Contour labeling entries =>
+===+
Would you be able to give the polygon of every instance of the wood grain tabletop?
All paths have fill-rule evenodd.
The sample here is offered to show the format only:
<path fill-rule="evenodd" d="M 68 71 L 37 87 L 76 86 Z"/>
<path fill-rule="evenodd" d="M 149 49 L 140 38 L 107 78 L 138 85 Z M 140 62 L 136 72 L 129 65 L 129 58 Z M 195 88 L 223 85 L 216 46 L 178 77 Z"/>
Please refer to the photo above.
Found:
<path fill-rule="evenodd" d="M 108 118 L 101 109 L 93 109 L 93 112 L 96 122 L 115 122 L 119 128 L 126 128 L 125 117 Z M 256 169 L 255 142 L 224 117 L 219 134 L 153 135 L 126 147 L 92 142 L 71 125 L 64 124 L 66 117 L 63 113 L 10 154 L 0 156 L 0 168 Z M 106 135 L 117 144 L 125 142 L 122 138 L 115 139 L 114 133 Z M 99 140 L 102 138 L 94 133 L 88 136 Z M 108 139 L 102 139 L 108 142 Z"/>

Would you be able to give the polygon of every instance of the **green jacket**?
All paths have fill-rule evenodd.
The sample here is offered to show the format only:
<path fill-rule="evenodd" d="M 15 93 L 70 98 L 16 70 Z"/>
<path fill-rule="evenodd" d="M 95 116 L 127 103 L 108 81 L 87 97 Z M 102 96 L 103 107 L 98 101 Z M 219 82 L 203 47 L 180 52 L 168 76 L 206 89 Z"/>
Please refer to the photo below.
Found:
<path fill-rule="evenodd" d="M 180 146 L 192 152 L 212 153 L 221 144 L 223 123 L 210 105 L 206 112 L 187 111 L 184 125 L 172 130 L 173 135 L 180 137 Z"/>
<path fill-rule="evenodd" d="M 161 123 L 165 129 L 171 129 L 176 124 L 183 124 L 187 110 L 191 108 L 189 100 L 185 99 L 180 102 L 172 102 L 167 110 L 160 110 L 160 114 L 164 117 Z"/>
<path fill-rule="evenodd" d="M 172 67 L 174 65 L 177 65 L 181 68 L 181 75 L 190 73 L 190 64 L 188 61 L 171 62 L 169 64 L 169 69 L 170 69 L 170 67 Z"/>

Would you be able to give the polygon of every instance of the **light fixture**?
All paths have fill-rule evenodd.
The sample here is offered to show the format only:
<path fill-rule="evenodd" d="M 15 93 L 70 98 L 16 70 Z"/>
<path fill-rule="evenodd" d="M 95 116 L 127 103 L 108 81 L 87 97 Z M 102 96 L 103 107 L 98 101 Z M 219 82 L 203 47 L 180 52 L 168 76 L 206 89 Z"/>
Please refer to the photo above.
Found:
+===+
Reproduce every line of the entries above without any changes.

Result of this exercise =>
Would you be able to give the polygon of every instance of the wood grain tabletop?
All paths have fill-rule evenodd.
The sample here is offered to show the format only:
<path fill-rule="evenodd" d="M 68 71 L 37 87 L 76 86 Z"/>
<path fill-rule="evenodd" d="M 149 49 L 140 38 L 107 78 L 138 85 Z M 140 62 L 136 72 L 129 65 L 129 58 Z M 195 88 L 223 85 L 216 46 L 178 77 Z"/>
Please refer to the photo above.
Found:
<path fill-rule="evenodd" d="M 108 118 L 101 109 L 93 109 L 93 112 L 96 122 L 115 122 L 119 128 L 126 128 L 125 117 Z M 256 169 L 255 142 L 224 117 L 219 134 L 153 135 L 126 147 L 92 142 L 71 125 L 64 124 L 66 117 L 63 113 L 10 154 L 0 156 L 0 168 Z M 106 135 L 117 144 L 125 142 L 122 138 L 115 139 L 114 133 Z M 99 140 L 102 138 L 94 133 L 88 136 Z M 108 139 L 102 139 L 108 142 Z"/>

Would you be able to give the polygon of every instance of the **green jacket**?
All paths have fill-rule evenodd.
The sample here is offered to show the format only:
<path fill-rule="evenodd" d="M 15 93 L 70 98 L 16 70 Z"/>
<path fill-rule="evenodd" d="M 95 116 L 127 103 L 108 81 L 87 97 Z M 102 96 L 103 107 L 98 101 Z M 219 82 L 203 47 L 180 52 L 168 76 L 206 89 Z"/>
Please refer to the photo below.
Found:
<path fill-rule="evenodd" d="M 180 146 L 192 152 L 212 153 L 221 144 L 223 123 L 210 105 L 206 112 L 187 111 L 184 125 L 172 130 L 173 135 L 180 137 Z"/>
<path fill-rule="evenodd" d="M 161 123 L 165 129 L 171 129 L 176 124 L 183 124 L 187 110 L 191 108 L 189 100 L 185 99 L 180 102 L 172 102 L 167 110 L 160 110 L 160 114 L 164 117 Z"/>
<path fill-rule="evenodd" d="M 172 67 L 174 65 L 177 65 L 181 68 L 181 75 L 190 73 L 190 64 L 188 61 L 171 62 L 169 64 L 169 69 L 170 69 L 170 67 Z"/>

Would you be able to give the polygon of every instance of the **light fixture**?
All paths have fill-rule evenodd.
The sample here is offered to show the format only:
<path fill-rule="evenodd" d="M 15 93 L 70 98 L 16 70 Z"/>
<path fill-rule="evenodd" d="M 95 116 L 127 103 L 108 81 L 87 97 Z M 102 96 L 103 107 L 98 101 Z M 219 82 L 203 47 L 180 52 L 168 76 L 206 89 Z"/>
Please refer to the photo above.
Found:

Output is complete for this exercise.